__Work required__:
Quote the records that follow in full and exactly; leave out the pictures.

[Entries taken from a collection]
----

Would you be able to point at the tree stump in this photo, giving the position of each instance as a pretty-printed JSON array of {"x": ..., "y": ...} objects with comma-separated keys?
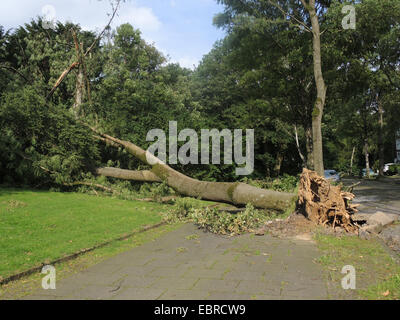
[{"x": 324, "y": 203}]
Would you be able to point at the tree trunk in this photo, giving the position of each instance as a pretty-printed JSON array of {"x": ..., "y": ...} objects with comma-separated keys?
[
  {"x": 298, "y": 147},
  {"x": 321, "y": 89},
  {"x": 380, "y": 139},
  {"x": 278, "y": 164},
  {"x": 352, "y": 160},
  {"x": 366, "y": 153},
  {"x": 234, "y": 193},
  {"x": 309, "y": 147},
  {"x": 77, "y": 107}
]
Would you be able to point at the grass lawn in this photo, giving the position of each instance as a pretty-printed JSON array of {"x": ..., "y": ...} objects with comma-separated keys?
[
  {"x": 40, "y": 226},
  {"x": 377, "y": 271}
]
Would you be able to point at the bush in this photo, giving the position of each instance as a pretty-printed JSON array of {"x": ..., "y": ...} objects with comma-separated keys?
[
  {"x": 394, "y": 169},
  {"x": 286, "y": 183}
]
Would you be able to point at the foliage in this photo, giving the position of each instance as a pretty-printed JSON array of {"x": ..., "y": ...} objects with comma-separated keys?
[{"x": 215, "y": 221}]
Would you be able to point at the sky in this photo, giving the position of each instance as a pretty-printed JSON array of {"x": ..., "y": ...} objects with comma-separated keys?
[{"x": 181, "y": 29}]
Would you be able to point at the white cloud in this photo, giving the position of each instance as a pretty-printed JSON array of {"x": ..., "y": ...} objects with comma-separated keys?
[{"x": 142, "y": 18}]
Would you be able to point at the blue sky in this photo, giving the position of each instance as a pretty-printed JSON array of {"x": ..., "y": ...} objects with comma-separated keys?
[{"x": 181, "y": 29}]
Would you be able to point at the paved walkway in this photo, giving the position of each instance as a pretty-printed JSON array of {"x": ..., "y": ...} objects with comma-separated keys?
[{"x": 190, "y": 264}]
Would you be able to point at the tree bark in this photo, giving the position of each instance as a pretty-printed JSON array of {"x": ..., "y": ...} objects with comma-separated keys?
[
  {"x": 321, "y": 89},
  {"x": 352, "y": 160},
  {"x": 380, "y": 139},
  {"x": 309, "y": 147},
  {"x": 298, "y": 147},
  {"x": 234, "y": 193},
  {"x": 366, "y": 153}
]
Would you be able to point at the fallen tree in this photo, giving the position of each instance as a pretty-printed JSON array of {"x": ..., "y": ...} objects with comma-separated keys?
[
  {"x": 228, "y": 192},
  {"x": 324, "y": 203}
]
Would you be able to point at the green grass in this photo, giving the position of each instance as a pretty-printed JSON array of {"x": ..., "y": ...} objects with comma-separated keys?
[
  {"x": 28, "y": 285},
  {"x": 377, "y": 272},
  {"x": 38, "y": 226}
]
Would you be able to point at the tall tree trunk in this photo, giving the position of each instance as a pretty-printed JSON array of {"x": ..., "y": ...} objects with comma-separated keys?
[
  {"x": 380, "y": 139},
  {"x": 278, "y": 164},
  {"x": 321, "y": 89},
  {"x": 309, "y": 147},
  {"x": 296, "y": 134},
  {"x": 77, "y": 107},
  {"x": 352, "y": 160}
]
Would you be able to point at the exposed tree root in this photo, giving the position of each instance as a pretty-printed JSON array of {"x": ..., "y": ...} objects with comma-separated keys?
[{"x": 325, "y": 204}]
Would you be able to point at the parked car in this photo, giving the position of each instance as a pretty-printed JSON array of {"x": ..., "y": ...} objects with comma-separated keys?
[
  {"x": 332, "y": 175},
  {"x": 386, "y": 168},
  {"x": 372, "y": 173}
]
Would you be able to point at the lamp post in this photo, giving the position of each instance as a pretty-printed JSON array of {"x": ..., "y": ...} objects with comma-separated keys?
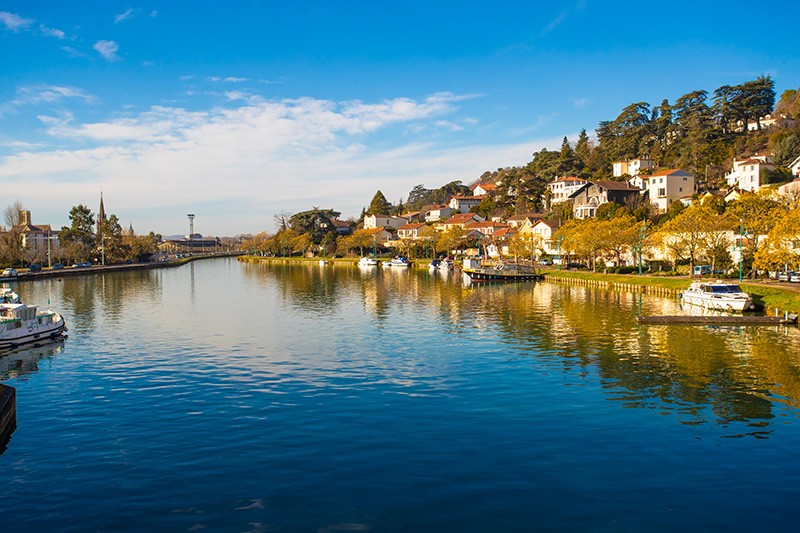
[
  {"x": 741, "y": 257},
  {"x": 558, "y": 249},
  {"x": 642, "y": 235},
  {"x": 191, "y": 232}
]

----

__Solved problem__:
Would you be able to point at the tree stump in this photo, giving the position of each instance as a pretty-printed JSON array of {"x": ..., "y": ...} objects with comma-separated keys?
[{"x": 324, "y": 203}]
Would you be able to point at the tree trunk in this photo, giving the position of each instance as a pretty-printed JSON array of {"x": ..., "y": ...} objects with comma-separated keys?
[
  {"x": 298, "y": 147},
  {"x": 321, "y": 89},
  {"x": 380, "y": 139},
  {"x": 278, "y": 164},
  {"x": 352, "y": 160},
  {"x": 366, "y": 153},
  {"x": 234, "y": 193},
  {"x": 309, "y": 147},
  {"x": 77, "y": 107}
]
Would you be able to point at the grass lawn in this photo, giving the position of each instance as a pretty-printed JSON array of {"x": ..., "y": ...} objects with comma-separated keys?
[
  {"x": 40, "y": 226},
  {"x": 377, "y": 271}
]
Would you be able to point at the bush in this photo, giving the position of each instance as a pretty-printed JSON array of {"x": ..., "y": ...} objects with comma-separated keys?
[
  {"x": 394, "y": 169},
  {"x": 286, "y": 183}
]
Would you be able to point at the foliage in this photo, giving the position of each instance as a pretty-printed JSON array of {"x": ..., "y": ...} objects with comma-separated keys?
[{"x": 215, "y": 221}]
Would you be able to point at the sky in this photo, giving the position of each instance as a pretty-printed JSON array of {"x": ..., "y": ...} objects with comma-separated keys?
[{"x": 181, "y": 29}]
Would you be able to point at the white cloud in this photo, giving the position of each instance as a pretty-printed JSON array of {"x": ..., "y": ...} objects with comma-separated keys?
[{"x": 142, "y": 18}]
Would you be able to point at the blue sky in this photo, giving the position of each instance as a pretty-printed JSON array of {"x": ..., "y": ...} objects with comma-separated keys?
[{"x": 181, "y": 29}]
Would you be able to point at the paved walkway in this photo, giving the position of each instance as a pretty-printed JSON array of {"x": ..., "y": ...} objects with comma-separated keys?
[{"x": 190, "y": 264}]
Would you be able to point at the tree bark in this photo, giving the position of each instance as a pretty-printed JSON array of {"x": ..., "y": ...} objects with comma-separated keys?
[
  {"x": 321, "y": 89},
  {"x": 352, "y": 160},
  {"x": 380, "y": 139},
  {"x": 309, "y": 147},
  {"x": 298, "y": 147},
  {"x": 234, "y": 193},
  {"x": 366, "y": 153}
]
Would you be able to point at the fallen tree in this photo, giving the position of each instance as a pretty-printed JSON array of {"x": ..., "y": ...} objects with comma-separated keys?
[
  {"x": 228, "y": 192},
  {"x": 324, "y": 203}
]
Would you be able to point at the green grass in this photo, giving the position of each instance as a pretty-printed JSON array of {"x": ..., "y": ...} objects with comma-separated keys?
[
  {"x": 28, "y": 285},
  {"x": 377, "y": 272},
  {"x": 38, "y": 226}
]
Would you be able to point at the tall tree trunk in this photo, giving the position of each instance as a pretty-printed JSON array of {"x": ..., "y": ...} objects with comma-separated keys?
[
  {"x": 380, "y": 139},
  {"x": 278, "y": 164},
  {"x": 321, "y": 89},
  {"x": 309, "y": 147},
  {"x": 296, "y": 134},
  {"x": 77, "y": 107},
  {"x": 352, "y": 160}
]
Would you be able to point at the exposed tree root in this photo, giving the position of each instance as a pretty-printed JSON array of {"x": ..., "y": ...} objects with comma-separated keys?
[{"x": 325, "y": 204}]
Would you be able to point at the parked car in this photo, giving the position of each instance as a pretty-printed JSON array of {"x": ..., "y": ...} objects with comma-separated keys?
[
  {"x": 332, "y": 175},
  {"x": 386, "y": 168},
  {"x": 372, "y": 173}
]
Would you be able to point at the lamp post in this photo, giving the position of each instance as a pretty-printed JSON array of {"x": ..., "y": ...} objects with comma-separated keys?
[
  {"x": 741, "y": 257},
  {"x": 558, "y": 249},
  {"x": 642, "y": 235},
  {"x": 191, "y": 232}
]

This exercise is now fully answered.